Problem to work on:
Continue the court ruling on the assault charges from the point where it stops.
--- Page excerpt ---
The Court accepted that the medical evidence did not support a charge of voluntarily causing grievous hurt under Section 325. However, the Court found that the material did support a charge under Section 330 IPC, which penalises voluntarily causing hurt to extort confession or to compel restoration of property. The substitution of Section 330 for Section 325 reflected the Court’s reading of the nature of the alleged assault — occurring inside a hospital, involving detention and threats — rather than a straightforward assault causing grievous hurt.

Section 331 IPC, which deals with voluntarily causing grievous hurt to extort confession, was also removed from the charges, consistent with the finding that the injuries were simple and not grievous.

The accused had also argued that petitioner No. 1, Dr. Rohit Lalit, suffers from 60% permanent physical disability substantially impairing his mobility, making allegations of active physical assault implausible. The Court did not accept this as a ground to discharge him at the charge-framing stage, given the applicable standard of strong suspicion rather than proof.

Section 307 Bid Rejected: Intention to Kill Not Made Out

The complainant, in CRR-1437-2025, pressed for addition of Section 307 IPC (attempt to murder). The Court rejected this emphatically. It reiterated that the essential ingredient of Section 307 is the intention to cause death, which must exist prior to the actual attempt and must be established independently of the act itself. Intention can be inferred from surrounding circumstances — the type of weapon, words spoken, motive, parts of the body targeted, nature and extent of injuries, and the force and manner of blows. On the facts, the medical record showed simple injuries caused by a blunt weapon. There was no material to infer an intention to cause death. The Court held that invocation of Section 307 was “entirely unwarranted and legally unsustainable.”
--- Given entries ---
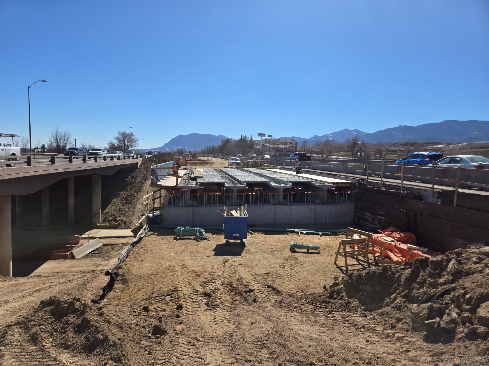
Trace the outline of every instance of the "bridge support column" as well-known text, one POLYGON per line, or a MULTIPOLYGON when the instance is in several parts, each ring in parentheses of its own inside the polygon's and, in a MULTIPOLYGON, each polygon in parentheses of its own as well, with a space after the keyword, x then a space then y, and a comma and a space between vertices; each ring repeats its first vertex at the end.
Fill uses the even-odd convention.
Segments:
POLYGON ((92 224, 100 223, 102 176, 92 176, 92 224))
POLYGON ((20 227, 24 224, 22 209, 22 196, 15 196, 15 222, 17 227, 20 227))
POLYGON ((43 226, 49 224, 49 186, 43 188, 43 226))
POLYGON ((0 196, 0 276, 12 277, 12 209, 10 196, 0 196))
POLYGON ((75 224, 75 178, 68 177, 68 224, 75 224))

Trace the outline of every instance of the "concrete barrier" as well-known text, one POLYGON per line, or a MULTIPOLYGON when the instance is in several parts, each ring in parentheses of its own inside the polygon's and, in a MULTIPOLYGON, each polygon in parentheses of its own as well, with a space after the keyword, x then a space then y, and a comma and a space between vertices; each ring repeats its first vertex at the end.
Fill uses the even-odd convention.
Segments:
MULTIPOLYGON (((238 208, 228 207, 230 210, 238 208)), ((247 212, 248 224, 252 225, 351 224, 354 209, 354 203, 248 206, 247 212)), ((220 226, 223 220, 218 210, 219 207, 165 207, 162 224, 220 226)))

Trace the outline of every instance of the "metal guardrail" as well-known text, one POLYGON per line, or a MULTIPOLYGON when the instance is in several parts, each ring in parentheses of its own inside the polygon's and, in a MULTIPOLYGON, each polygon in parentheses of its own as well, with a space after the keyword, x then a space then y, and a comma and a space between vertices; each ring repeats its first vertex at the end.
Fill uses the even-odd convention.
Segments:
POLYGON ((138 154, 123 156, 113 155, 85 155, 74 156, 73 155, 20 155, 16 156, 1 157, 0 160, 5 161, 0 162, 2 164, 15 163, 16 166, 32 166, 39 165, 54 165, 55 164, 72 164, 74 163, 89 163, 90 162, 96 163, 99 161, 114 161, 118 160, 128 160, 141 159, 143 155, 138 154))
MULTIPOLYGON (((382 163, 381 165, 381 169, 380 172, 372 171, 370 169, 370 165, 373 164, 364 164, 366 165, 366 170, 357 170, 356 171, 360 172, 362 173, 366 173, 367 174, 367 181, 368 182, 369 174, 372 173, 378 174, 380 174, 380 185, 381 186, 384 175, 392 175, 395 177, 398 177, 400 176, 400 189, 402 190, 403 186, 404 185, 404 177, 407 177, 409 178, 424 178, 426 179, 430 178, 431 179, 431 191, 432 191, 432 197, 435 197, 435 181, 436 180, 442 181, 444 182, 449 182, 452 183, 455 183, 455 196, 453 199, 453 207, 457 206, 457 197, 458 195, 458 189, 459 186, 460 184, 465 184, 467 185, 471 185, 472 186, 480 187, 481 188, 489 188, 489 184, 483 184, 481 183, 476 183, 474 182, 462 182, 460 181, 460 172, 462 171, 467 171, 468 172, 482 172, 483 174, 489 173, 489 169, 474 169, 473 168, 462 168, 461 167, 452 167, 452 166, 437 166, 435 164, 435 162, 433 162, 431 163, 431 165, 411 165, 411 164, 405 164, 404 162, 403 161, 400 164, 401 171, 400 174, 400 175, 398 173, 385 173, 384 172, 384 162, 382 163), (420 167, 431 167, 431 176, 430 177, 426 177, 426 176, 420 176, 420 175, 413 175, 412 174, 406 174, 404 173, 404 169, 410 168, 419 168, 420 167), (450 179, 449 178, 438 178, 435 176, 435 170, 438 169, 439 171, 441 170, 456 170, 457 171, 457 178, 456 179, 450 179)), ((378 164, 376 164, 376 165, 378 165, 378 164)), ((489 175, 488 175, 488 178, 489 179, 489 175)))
---
Answer to the problem:
Section 379-B and the Exonerated Accused

The complainant also challenged the deletion of Section 379-B IPC (robbery) and the exoneration of accused persons not charge-sheeted by the police. On Section 379-B, the Court found that the investigating agency had deleted the offence after recording statements of nine witnesses and examining the material, concluding that the allegations of snatching were untrue. The Court held that charges cannot be framed on bald and omnibus allegations bereft of foundational material, and found no illegality in the trial court’s refusal to frame a charge under Section 379-B.

On the prayer to summon respondents No. 6 to 15 as additional accused and to frame charges under Sections 147 and 149 IPC, the Court held that these submissions were coram non judice at the present stage. The jurisdictional scope of the revision was strictly limited to the legality and correctness of the impugned charge-framing order against the petitioners who had been charge-sheeted. The exoneration of persons not challaned was a collateral matter. To examine the merits of their exoneration would overstep the Court’s remit and risk causing prejudice. The Court accordingly refrained from rendering any opinion on the complicity or lack thereof of those persons.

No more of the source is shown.